**Exercise**
Copy the part of the mouse care text that opens with "If you wish" and closes with "smell.  It works!", swapping "blanket" for "towel".

**Passage**

If you wash a wheel and it squeaks when they run on it, smear some petroleum jelly on the wheel axle.  That'll stop it!


Do not wash your mice!  They will likely catch cold and die if they get wet.  Mice bathe themselves about every ten minutes.  They are self-cleaning pets!



When picking up your mouse, scoop it up from beneath with two hands.  Mice are prey animals and they know it.  Anything that comes down on them from above will terrify them because they'll think it is a predator trying to kill them.  Speak softly and move slowly when holding your mouse.  Do not squeeze it.  Closely surpervise children who are holding mice.


If you already own mice, you'll need to quarantine any new mouse you bring into your house for three weeks.  This means putting it in its own cage in its own room (air space) and washing your hands after handling it and before handling your other mice.  The purpose of quarantine is to make sure the new mouse isn't sick or have any incubating germs that could infect your mice.  Three weeks covers the incubation period.


If you have two males, they cannot live together.  They will fight and injure each other and one usually kills the other.  Females, on the other hand, need company.  Never keep a female mouse alone!  It can actually get depressed and even die of loneliness.  Female mice are best kept in trios so that if one dies the other two will have each other.


Three to four mice is about tops for a ten-gallon aquarium.


If you wish your new mouse, fresh out of quarantine, to live with your present mice, you should clean out the entire cage and wash it and everything in it and put new bedding in it, so your existing mice don't identify its smell as their territory.  Hold your existing mice and the new mouse in your hands for a while, then let them play in some neutral territory, like on a blanket or in a cardboard box.  If they are getting along well, put them together in the tank they will live in.  There may be some squeaking and fighting as they work out their heirarchy, but unless blood is drawn, it's OK.  They need to go through this process and stopping and starting again only prolongs it.  To reduce some of this you can dab vanilla extract on each mouse's genitals and nose so they neither smell like anything nor can smell.  It works!



Very often the smell of another animal--especially an animal like a cat or dog who is a predator--can stress mice.  Sometimes not.  You'll want to keep your mice in their own room with the door closed or make sure their cage has lid clips and is in a secure place that can't be knocked over.



Mice are free feeders, so you can go away for two or three days (one to two nights) and leave them with a big pile of food and they won't overeat; it will last them until you return.  Make sure their water bottle is full!  I often hang up a second water bottle just in case the first one gets stopped up or empty.  Mice can not live long without water. 


If you go away longer than three days, ask someone to check your mice

daily.  He or she needs to:

  • Check that there is enough food visible. 
  • Touch the end of the water bottle spout to make sure the water is flowing.  Finger must feel and look wet!
  • Check the level of water in the bottle both to make sure there is enough and to make sure it hasn't run out into the cage.  Sometimes the mice move some bedding or a cardboard object against the spout and all the water wicks out and soaks all the edding in the cage.  In that case, the wet bedding should be removed and replaced.  Make sure your mouse sitter knows where you keep your litter!
  • OPTIONAL, DEPENDING ON YOUR SITTER:  Do a head count for each cage, to make sure all mice are alive and well.  (Leave instructions for  removal and disposal of dead bodies.)  This is often done by opening the cage and picking up the nest box and all hiding places until all mice have been seen.  If you have trained your mice to recognize their names [see left sidebar at YOUR MICE ARE TRAINED], you can put Post-It notes with the names and colors of your mice on each cage and your mouse sitter has merely to call each mouse by name and wait for it to show itself.  This is handy when you have a mouse sitter who does not want to interact physically with your mice!  

  • Be sure to put the lid back on securely!

**Entries shown**
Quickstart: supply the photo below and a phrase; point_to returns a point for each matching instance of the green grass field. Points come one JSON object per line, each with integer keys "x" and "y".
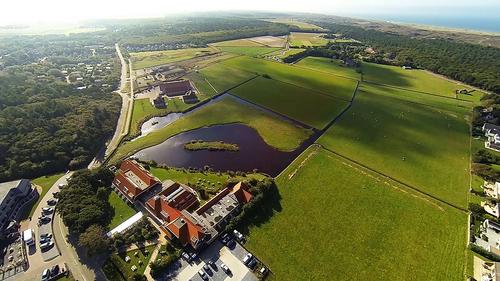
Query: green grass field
{"x": 155, "y": 58}
{"x": 223, "y": 77}
{"x": 299, "y": 39}
{"x": 335, "y": 86}
{"x": 423, "y": 146}
{"x": 304, "y": 105}
{"x": 417, "y": 80}
{"x": 329, "y": 66}
{"x": 224, "y": 111}
{"x": 121, "y": 209}
{"x": 341, "y": 223}
{"x": 248, "y": 51}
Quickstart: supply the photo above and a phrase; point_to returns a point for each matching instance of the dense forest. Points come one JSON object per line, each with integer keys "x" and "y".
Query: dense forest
{"x": 56, "y": 106}
{"x": 472, "y": 64}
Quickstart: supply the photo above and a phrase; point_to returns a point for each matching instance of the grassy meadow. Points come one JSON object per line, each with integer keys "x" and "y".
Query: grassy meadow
{"x": 122, "y": 211}
{"x": 338, "y": 222}
{"x": 225, "y": 111}
{"x": 300, "y": 39}
{"x": 325, "y": 83}
{"x": 223, "y": 77}
{"x": 329, "y": 66}
{"x": 416, "y": 80}
{"x": 424, "y": 146}
{"x": 155, "y": 58}
{"x": 304, "y": 105}
{"x": 248, "y": 51}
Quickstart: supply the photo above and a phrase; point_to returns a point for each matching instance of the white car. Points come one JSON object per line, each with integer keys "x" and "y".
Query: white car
{"x": 248, "y": 257}
{"x": 238, "y": 235}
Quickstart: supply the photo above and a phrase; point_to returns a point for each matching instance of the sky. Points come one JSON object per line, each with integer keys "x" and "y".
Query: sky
{"x": 57, "y": 11}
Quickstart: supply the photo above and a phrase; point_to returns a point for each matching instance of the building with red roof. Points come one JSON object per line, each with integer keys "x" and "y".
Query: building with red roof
{"x": 173, "y": 208}
{"x": 131, "y": 180}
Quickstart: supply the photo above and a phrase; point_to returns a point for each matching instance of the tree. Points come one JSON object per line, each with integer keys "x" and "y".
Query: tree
{"x": 94, "y": 240}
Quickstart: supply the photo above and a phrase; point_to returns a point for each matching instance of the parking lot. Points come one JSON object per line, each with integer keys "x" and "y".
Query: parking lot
{"x": 218, "y": 253}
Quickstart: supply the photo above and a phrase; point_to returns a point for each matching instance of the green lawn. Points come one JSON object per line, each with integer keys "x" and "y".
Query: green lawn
{"x": 122, "y": 211}
{"x": 423, "y": 146}
{"x": 45, "y": 182}
{"x": 222, "y": 77}
{"x": 155, "y": 58}
{"x": 248, "y": 51}
{"x": 300, "y": 39}
{"x": 417, "y": 80}
{"x": 144, "y": 110}
{"x": 304, "y": 105}
{"x": 116, "y": 266}
{"x": 337, "y": 222}
{"x": 329, "y": 66}
{"x": 333, "y": 85}
{"x": 276, "y": 132}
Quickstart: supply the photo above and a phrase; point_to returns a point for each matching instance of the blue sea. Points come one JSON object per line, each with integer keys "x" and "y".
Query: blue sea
{"x": 479, "y": 18}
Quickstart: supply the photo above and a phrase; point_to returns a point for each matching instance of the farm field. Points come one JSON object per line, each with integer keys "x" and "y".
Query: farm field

**Response area**
If you wish your new mouse, fresh out of quarantine, to live with your present mice, you should clean out the entire cage and wash it and everything in it and put new bedding in it, so your existing mice don't identify its smell as their territory.  Hold your existing mice and the new mouse in your hands for a while, then let them play in some neutral territory, like on a towel or in a cardboard box.  If they are getting along well, put them together in the tank they will live in.  There may be some squeaking and fighting as they work out their heirarchy, but unless blood is drawn, it's OK.  They need to go through this process and stopping and starting again only prolongs it.  To reduce some of this you can dab vanilla extract on each mouse's genitals and nose so they neither smell like anything nor can smell.  It works!